* **Brief**:
The word "cloud" marks the lines to report; pull each of them from the listing.
── Listed entries ──
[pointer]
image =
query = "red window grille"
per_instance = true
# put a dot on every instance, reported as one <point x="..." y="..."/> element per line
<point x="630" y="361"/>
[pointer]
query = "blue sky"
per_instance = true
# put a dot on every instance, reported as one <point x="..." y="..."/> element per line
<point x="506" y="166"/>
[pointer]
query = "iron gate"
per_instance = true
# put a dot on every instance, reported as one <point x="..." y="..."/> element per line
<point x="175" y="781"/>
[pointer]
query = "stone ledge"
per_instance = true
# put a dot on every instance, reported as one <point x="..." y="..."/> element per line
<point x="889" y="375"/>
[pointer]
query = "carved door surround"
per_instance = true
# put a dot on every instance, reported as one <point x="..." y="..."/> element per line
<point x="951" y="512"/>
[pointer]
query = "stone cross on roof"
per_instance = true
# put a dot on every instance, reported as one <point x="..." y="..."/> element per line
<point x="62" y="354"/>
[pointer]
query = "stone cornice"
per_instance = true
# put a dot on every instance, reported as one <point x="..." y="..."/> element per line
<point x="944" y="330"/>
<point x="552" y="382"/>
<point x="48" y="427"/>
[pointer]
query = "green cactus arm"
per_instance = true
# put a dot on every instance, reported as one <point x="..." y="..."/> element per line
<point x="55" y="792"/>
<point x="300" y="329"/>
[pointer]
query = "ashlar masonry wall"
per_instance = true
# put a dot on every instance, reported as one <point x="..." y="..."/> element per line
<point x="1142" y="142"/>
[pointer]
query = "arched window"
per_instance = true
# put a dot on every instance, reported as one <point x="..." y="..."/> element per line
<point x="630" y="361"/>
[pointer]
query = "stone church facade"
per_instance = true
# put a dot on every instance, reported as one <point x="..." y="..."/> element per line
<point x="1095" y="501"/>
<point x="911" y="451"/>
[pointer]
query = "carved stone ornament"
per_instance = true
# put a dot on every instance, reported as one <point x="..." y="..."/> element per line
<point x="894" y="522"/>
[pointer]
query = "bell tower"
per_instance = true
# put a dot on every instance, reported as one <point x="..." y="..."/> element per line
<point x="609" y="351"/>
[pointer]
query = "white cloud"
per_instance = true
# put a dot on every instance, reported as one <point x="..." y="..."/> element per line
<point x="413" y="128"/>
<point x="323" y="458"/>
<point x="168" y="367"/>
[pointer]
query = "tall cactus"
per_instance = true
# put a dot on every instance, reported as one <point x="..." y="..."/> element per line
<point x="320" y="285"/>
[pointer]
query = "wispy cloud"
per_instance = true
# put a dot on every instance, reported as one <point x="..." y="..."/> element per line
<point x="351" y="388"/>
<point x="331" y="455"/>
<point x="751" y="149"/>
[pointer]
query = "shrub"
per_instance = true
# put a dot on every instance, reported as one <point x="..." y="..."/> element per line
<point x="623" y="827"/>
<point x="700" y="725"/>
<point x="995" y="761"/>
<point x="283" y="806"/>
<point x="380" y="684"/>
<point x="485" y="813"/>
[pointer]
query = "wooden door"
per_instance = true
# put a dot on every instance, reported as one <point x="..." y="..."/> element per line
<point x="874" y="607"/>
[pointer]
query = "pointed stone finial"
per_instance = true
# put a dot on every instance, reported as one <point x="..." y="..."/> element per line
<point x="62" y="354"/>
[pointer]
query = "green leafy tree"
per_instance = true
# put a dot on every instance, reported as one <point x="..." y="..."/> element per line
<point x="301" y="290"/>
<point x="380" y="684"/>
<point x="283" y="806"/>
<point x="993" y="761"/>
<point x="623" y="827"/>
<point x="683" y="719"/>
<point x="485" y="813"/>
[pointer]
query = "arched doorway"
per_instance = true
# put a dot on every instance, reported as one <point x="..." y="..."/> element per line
───
* **Response**:
query = "white cloud"
query = "wispy cloud"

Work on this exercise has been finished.